[WHAT IS NEEDED]
From the line containing "example: [3, 145]" down to the final line of the entries below, quote every line verbatim. Exclude pictures.

::::::

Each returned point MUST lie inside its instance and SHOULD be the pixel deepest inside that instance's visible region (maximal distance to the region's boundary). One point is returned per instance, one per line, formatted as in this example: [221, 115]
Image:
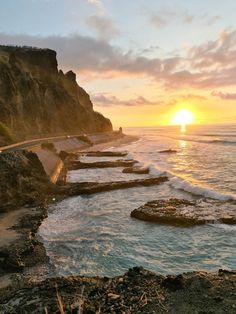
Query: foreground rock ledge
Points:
[184, 213]
[76, 165]
[71, 189]
[103, 154]
[137, 291]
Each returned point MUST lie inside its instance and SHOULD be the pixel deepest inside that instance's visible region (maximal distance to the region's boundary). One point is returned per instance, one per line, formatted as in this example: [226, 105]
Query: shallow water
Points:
[95, 235]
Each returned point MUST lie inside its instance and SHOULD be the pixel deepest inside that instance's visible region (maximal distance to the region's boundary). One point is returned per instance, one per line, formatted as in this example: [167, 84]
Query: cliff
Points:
[38, 100]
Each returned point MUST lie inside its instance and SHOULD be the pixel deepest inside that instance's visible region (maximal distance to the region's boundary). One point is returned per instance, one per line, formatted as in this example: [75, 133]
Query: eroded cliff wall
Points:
[38, 100]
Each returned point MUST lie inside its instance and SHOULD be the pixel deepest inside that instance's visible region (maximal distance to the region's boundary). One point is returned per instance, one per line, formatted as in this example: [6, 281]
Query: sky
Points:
[140, 60]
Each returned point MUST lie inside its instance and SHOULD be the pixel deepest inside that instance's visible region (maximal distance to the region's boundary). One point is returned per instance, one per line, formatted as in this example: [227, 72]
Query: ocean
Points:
[95, 235]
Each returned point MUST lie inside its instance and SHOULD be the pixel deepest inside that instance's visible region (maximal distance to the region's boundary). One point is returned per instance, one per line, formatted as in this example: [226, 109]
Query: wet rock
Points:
[26, 250]
[142, 291]
[71, 189]
[137, 170]
[104, 154]
[173, 283]
[184, 213]
[75, 165]
[168, 151]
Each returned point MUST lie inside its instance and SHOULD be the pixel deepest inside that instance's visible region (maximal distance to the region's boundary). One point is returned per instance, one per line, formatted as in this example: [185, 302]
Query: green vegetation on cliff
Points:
[38, 100]
[6, 134]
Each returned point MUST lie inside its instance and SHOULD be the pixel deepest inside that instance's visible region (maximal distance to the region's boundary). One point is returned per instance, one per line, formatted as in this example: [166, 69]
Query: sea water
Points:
[95, 235]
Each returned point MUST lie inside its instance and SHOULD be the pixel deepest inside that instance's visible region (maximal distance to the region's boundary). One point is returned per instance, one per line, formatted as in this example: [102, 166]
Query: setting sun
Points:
[182, 117]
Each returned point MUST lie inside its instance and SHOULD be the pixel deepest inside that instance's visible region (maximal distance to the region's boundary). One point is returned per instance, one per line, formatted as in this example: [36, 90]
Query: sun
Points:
[182, 117]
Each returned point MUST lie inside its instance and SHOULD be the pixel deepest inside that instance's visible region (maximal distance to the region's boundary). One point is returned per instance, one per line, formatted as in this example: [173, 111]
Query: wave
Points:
[184, 185]
[215, 141]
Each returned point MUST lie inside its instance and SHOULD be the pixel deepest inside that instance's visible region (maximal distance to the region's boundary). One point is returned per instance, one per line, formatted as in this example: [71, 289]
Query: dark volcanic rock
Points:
[104, 154]
[184, 213]
[137, 170]
[26, 250]
[75, 165]
[93, 187]
[37, 100]
[137, 291]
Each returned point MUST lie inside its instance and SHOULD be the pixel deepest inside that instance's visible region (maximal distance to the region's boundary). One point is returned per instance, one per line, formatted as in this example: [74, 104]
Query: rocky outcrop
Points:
[38, 100]
[23, 180]
[184, 213]
[75, 165]
[137, 291]
[137, 170]
[104, 154]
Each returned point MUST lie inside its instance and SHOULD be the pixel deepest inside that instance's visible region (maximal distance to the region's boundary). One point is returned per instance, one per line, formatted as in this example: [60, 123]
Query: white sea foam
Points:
[184, 185]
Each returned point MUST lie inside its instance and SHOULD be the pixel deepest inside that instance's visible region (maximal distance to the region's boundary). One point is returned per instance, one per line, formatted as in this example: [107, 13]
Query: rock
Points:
[37, 99]
[184, 213]
[104, 154]
[137, 170]
[75, 165]
[23, 179]
[168, 151]
[142, 291]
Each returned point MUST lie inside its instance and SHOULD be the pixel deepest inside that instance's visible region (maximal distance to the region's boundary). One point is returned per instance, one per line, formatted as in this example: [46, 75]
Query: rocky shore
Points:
[137, 291]
[26, 191]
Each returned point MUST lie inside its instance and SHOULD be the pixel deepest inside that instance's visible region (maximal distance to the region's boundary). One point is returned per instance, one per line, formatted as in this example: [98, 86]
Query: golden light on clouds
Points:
[182, 117]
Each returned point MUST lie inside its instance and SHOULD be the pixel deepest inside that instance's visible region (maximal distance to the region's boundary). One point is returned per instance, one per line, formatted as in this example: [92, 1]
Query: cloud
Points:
[104, 100]
[104, 26]
[85, 54]
[165, 16]
[211, 65]
[98, 4]
[224, 96]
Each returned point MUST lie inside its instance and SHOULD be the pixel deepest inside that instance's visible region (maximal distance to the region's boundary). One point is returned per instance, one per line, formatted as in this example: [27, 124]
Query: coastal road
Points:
[29, 143]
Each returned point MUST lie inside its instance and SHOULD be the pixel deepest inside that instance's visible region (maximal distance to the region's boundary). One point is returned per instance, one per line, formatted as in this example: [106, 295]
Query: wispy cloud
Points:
[224, 96]
[104, 100]
[98, 5]
[211, 65]
[166, 15]
[103, 26]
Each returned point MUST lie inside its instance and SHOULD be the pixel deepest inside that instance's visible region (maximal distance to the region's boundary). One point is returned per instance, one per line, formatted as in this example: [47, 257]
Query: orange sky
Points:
[142, 60]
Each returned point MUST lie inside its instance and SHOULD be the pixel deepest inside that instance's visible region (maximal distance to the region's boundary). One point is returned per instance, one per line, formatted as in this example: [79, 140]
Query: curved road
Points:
[29, 143]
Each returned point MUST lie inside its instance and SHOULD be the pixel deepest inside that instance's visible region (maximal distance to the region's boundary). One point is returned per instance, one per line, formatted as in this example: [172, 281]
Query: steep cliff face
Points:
[37, 100]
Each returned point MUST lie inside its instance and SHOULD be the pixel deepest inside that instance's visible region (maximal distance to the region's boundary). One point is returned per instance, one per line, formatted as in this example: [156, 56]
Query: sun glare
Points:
[182, 117]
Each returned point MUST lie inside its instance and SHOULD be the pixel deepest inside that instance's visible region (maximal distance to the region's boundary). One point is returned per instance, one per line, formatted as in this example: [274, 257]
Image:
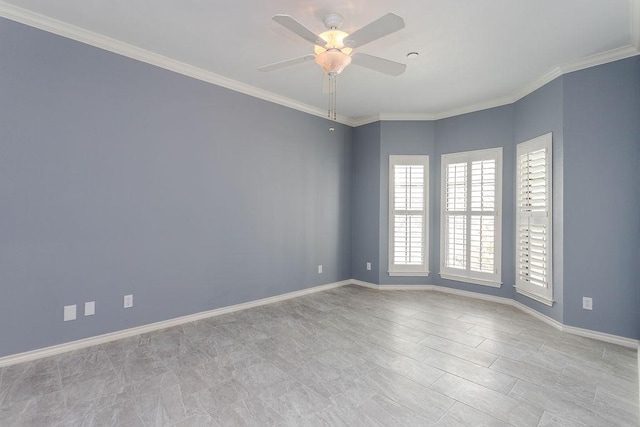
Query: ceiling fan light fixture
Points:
[334, 39]
[333, 61]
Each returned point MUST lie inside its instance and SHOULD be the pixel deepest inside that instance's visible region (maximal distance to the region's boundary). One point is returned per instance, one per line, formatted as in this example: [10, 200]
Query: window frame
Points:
[467, 275]
[405, 269]
[523, 287]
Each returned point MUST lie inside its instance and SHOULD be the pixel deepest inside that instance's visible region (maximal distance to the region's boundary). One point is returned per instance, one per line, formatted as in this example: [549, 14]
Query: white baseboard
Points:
[101, 339]
[391, 287]
[601, 336]
[126, 333]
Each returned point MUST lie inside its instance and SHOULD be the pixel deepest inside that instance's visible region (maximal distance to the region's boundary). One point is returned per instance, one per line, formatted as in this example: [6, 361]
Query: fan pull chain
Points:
[335, 96]
[333, 89]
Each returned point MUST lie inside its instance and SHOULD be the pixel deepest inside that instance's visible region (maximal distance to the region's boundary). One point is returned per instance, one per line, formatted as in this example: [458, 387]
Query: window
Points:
[471, 226]
[408, 215]
[533, 219]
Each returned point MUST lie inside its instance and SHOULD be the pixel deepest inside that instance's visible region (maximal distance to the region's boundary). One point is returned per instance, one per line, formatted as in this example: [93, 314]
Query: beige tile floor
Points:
[345, 357]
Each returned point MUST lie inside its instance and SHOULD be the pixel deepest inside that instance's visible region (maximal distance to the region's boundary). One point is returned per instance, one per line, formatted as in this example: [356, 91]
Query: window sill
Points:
[408, 273]
[533, 296]
[472, 280]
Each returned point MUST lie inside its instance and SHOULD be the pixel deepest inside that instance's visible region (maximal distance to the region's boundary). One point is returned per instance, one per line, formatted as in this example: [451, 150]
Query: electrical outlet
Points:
[89, 308]
[69, 312]
[128, 301]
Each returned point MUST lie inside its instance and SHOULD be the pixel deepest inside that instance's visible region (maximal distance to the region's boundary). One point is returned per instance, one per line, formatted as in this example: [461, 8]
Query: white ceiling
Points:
[473, 54]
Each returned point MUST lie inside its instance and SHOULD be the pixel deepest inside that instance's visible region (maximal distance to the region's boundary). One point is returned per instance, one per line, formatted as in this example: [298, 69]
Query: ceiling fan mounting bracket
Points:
[333, 21]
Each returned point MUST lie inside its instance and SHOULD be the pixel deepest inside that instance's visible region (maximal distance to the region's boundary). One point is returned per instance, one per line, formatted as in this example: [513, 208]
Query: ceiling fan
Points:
[333, 48]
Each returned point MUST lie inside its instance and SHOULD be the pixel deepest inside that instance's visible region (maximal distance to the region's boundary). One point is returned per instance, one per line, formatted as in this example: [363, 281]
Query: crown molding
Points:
[72, 32]
[634, 12]
[66, 30]
[485, 105]
[569, 67]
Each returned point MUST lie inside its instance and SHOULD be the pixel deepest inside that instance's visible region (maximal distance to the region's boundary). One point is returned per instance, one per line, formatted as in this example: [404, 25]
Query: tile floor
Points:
[345, 357]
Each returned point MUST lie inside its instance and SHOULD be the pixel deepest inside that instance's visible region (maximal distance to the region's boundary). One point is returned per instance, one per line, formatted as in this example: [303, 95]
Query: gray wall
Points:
[602, 197]
[118, 177]
[403, 138]
[365, 222]
[536, 114]
[475, 131]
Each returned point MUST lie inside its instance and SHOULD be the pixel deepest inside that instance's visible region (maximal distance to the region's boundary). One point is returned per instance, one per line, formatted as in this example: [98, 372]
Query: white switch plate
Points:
[89, 308]
[69, 312]
[128, 301]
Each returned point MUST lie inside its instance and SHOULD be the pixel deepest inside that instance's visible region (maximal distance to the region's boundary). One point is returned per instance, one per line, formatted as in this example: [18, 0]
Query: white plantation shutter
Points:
[471, 226]
[408, 202]
[533, 219]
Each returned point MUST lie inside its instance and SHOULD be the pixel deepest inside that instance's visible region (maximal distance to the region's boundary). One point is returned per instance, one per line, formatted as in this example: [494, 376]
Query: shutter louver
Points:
[470, 216]
[407, 215]
[533, 219]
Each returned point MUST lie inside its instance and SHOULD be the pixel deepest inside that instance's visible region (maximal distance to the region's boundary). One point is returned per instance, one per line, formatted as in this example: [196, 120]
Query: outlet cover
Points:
[128, 301]
[89, 308]
[69, 312]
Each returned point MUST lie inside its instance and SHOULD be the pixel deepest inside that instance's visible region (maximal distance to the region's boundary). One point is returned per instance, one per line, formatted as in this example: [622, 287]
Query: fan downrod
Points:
[333, 21]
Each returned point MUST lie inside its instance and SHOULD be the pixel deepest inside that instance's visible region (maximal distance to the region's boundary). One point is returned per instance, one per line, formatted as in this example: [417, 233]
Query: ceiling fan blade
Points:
[387, 24]
[286, 63]
[292, 25]
[378, 64]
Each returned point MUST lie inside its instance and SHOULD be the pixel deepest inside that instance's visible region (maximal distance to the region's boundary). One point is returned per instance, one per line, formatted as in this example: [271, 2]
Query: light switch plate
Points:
[128, 301]
[89, 308]
[69, 312]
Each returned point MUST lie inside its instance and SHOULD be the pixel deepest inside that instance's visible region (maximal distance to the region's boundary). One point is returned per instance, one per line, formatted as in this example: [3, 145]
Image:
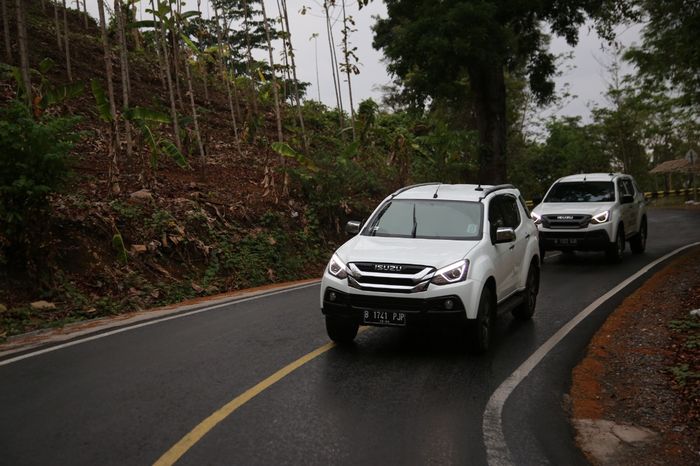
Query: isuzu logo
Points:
[387, 268]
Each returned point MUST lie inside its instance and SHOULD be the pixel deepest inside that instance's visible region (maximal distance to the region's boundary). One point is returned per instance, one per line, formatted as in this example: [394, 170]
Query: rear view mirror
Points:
[353, 227]
[504, 235]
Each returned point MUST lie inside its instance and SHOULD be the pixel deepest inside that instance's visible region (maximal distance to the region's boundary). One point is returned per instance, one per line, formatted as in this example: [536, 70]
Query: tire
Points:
[341, 330]
[532, 287]
[481, 329]
[617, 249]
[639, 241]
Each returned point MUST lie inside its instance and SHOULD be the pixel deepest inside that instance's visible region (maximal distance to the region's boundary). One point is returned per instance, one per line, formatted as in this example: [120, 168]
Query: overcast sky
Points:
[585, 73]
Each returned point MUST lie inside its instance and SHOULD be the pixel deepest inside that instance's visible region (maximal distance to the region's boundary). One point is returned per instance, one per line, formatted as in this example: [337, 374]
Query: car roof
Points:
[592, 177]
[451, 192]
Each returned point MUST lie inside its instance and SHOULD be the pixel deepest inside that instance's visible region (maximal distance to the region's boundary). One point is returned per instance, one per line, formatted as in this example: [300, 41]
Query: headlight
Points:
[454, 273]
[337, 268]
[601, 217]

::::::

[WRITTEN SOLUTION]
Each returned point MUST lie inside its instance and SHOULD be the pixel deepest inside that instance's visible region (maximal distance to the region's boundary). One point is returned per instance, one per line, formatted as in this example: [3, 145]
Image:
Query: isuzu logo
Points:
[387, 268]
Each returned point MUST lie inside its instance and SHOULD be the pixel deepest inside that instance's visible region (maximal distance to the region's boundary). One point is returned per instance, one per line, formatted as in this example: [394, 170]
Query: rear view mirror
Points:
[353, 227]
[504, 235]
Each returned point MUST lie inside its instance and SHOULD be the pixel deepest inside that instance's visible region (maximal distance to the region's boundary). One point is returned per instance, one per line, formatted as in this example: [536, 70]
Query: tire
Points:
[341, 330]
[532, 287]
[481, 329]
[617, 249]
[639, 241]
Each returned point MUST lie inside its instance and SHOULD be the pixel deepest inside that instance's visible region (maximal distance to the region's boundary). One point is returned per instance, one per line, formatted as in this example: [120, 168]
Query: overcast sky
Points:
[585, 73]
Each returned point MUST lie inside its instance and SHOULD be the pixel deepest inside that instance's visible region (maximal distance to the region's boundary). One point is returned per instance, one per line, formatted as in this example: [337, 374]
Query: car roof
Points:
[592, 177]
[451, 192]
Each returned point MUST lie inside its instance and SHOULD be the pixel deepest inside that instance's visible region (maximal distance to the region's boundary). One point is returned per instance, one per line, formatted as in this example: [300, 41]
Query: headlight
Points:
[454, 273]
[337, 268]
[601, 217]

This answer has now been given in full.